MATERIAL PROVIDED start

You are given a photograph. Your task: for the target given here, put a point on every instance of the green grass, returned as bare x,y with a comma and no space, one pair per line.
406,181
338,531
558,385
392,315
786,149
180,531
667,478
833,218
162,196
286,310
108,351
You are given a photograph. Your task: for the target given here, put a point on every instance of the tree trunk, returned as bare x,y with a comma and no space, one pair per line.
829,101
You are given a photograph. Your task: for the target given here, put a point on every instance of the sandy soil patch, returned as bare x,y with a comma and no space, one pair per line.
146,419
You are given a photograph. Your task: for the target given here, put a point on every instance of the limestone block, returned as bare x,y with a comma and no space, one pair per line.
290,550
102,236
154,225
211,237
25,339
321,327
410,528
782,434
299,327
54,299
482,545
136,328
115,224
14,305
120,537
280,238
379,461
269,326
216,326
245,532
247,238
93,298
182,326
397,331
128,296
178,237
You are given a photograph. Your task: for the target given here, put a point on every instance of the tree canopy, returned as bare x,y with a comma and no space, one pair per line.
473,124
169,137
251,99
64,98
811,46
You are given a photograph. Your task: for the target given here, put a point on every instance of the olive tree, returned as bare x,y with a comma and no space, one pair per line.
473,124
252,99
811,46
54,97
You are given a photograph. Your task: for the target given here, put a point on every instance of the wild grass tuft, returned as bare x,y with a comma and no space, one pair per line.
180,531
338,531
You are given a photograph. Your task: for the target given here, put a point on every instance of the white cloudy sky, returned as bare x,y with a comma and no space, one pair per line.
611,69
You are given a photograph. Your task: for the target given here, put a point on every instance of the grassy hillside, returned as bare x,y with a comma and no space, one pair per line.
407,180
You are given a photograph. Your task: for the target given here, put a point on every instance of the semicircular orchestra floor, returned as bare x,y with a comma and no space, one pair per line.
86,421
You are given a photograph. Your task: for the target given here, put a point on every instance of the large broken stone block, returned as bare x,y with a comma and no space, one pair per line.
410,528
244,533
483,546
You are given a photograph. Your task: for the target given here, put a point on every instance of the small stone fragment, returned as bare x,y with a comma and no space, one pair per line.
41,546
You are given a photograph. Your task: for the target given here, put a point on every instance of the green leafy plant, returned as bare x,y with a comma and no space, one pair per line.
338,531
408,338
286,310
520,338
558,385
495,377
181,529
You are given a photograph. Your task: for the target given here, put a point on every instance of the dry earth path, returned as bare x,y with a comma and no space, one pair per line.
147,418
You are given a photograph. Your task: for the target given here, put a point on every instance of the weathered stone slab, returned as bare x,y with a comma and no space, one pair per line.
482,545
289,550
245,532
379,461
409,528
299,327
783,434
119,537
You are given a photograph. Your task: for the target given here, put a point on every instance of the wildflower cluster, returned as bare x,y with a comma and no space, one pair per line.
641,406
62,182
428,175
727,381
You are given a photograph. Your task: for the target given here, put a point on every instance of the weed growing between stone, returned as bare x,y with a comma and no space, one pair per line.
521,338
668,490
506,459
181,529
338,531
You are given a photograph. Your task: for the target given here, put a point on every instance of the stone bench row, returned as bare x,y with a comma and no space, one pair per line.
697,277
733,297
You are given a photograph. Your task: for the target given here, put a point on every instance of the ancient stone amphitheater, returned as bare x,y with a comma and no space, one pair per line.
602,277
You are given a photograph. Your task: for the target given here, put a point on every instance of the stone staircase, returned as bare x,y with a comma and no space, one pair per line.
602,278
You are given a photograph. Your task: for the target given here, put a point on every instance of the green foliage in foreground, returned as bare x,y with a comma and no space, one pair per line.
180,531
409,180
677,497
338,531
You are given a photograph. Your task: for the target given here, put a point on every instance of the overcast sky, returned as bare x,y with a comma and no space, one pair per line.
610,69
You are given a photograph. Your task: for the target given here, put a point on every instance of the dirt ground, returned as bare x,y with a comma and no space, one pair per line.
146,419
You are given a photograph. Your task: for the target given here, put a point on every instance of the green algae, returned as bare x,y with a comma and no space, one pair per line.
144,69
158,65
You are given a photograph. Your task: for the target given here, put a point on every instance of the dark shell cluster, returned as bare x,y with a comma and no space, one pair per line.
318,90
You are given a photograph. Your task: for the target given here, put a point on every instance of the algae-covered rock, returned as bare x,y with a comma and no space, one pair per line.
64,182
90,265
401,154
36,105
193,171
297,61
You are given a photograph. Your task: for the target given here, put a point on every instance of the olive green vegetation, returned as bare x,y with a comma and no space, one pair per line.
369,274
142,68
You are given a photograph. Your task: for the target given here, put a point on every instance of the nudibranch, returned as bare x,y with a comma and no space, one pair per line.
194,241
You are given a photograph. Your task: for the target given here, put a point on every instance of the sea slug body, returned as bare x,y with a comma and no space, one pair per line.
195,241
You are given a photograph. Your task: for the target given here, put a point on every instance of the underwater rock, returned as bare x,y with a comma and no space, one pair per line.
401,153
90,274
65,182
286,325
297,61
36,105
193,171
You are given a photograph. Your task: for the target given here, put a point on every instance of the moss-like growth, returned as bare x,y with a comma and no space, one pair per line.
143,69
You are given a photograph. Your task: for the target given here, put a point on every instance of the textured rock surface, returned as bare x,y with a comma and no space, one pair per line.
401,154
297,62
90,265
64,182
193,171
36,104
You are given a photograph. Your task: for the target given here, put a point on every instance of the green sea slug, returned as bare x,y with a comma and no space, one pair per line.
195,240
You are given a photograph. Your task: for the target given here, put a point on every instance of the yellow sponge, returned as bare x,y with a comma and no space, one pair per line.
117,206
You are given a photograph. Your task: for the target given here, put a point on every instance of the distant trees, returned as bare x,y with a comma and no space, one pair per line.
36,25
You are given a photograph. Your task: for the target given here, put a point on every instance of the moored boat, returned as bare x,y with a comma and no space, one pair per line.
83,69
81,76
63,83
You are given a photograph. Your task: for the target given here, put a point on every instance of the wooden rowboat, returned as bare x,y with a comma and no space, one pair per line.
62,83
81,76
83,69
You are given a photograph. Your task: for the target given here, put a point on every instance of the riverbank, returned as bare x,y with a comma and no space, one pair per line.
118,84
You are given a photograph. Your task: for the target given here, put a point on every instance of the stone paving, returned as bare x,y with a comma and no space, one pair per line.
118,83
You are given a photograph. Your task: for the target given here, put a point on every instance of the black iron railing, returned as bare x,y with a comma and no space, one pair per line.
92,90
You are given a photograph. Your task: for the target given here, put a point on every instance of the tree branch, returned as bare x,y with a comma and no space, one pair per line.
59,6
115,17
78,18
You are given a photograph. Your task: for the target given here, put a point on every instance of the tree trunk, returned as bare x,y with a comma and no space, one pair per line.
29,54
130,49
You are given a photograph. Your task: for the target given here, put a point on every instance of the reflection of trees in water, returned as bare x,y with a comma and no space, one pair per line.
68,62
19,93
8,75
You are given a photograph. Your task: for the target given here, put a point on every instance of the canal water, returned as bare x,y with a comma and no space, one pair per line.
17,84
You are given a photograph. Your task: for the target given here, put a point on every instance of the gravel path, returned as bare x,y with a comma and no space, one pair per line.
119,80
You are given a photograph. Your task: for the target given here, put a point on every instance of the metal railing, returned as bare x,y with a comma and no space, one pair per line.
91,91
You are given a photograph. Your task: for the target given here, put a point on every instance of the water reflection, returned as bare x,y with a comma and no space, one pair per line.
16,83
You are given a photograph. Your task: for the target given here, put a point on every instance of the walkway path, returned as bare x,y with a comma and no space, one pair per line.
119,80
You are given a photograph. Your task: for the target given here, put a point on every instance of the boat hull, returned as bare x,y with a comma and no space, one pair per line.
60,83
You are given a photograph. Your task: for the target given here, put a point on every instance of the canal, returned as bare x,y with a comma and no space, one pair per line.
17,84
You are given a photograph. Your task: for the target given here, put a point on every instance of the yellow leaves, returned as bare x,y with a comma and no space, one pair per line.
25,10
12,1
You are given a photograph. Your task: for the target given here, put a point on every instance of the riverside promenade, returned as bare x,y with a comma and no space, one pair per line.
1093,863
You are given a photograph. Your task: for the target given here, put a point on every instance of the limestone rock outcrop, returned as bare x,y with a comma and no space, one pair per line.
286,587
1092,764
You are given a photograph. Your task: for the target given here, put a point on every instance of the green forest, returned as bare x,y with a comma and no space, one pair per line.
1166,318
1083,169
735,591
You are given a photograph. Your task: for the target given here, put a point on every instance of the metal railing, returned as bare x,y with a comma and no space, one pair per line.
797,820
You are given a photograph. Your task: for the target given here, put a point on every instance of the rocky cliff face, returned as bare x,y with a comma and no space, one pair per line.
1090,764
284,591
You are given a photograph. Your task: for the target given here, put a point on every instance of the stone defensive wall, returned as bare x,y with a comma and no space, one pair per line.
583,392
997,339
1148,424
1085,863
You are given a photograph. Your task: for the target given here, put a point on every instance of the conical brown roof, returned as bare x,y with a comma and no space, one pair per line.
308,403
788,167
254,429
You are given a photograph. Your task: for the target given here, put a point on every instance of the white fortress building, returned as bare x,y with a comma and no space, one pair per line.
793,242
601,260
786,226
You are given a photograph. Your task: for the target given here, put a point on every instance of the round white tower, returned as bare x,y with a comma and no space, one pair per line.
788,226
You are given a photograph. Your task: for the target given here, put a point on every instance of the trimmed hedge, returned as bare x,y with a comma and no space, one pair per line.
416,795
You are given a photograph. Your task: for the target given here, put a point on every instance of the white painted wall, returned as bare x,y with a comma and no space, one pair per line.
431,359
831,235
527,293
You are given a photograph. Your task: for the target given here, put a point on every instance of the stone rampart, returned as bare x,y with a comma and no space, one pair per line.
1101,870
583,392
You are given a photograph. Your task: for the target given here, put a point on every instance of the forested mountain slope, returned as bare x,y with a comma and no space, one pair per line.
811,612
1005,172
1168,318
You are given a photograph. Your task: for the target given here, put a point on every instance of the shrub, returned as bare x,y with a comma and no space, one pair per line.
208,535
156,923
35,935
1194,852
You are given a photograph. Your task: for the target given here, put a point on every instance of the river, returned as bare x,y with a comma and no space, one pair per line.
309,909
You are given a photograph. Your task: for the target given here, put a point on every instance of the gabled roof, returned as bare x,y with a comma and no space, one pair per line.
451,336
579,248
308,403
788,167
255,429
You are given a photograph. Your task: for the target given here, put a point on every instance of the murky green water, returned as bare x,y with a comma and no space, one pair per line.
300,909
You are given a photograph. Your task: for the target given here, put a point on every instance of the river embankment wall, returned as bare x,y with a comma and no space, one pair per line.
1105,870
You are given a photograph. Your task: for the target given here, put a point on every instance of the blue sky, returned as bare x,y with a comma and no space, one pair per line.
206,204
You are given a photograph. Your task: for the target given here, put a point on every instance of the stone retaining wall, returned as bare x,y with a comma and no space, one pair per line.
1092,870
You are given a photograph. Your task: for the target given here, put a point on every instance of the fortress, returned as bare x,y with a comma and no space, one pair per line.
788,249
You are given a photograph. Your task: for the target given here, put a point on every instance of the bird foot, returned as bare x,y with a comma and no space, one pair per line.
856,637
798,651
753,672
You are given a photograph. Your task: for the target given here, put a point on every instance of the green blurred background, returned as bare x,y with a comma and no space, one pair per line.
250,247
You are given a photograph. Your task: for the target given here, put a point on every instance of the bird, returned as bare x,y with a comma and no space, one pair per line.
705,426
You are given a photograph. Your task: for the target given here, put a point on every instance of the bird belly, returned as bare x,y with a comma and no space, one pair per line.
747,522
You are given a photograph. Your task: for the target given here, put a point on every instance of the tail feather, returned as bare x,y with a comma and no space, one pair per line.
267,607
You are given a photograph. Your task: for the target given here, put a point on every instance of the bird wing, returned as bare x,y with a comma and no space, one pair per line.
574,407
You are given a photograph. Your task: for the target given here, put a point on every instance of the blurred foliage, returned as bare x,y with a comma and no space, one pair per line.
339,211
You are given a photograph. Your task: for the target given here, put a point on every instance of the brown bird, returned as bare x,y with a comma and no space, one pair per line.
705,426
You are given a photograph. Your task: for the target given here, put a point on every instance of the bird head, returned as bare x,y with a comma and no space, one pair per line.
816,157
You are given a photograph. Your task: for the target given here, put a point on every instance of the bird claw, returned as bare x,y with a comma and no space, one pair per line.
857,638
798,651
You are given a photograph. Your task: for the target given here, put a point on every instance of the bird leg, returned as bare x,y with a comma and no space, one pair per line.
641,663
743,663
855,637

MATERIAL PROVIDED end

● WRITTEN PROBLEM: Write out again, exactly, the lines from the one holding "of the tail" through the end of the listing, with both ends included.

● SOLVED EXERCISE:
You are given a photograph. Your task: for the target given here, put a point on every instance of the tail feather, returned as bare x,y with a comma and no space, one pair per line.
267,607
You are given a photograph. Your task: for the target given here, put a point on every instance of the bird wing, returned as bare x,y with a comma and no space, one pair per line.
574,407
You are given a photograph. Your task: for the target given here, put a point on every instance of the blurred foliage, returned as bare x,y with a comma and no space, one pair per line.
339,211
You are given a photograph. Your task: for the target given here, put a point on every instance of the brown bird, returned as bare x,y with a comma and no space, one pair per line.
705,426
You are given a photograph. Your task: for the target given here, put a point on every instance of the bird head, returned as bare x,y with a comma and no space, one pair per line.
816,157
You are given a photograph. Your task: for the target given here, put a point on every instance of the bird claw, returned as bare x,y with a comma and no space, one pair per line.
857,638
798,651
You are given a photograph. Your task: for the target given here, put a point on every instance of the bird leg, returned as bare x,y with a comma and no space, one pair per line.
641,663
743,663
855,637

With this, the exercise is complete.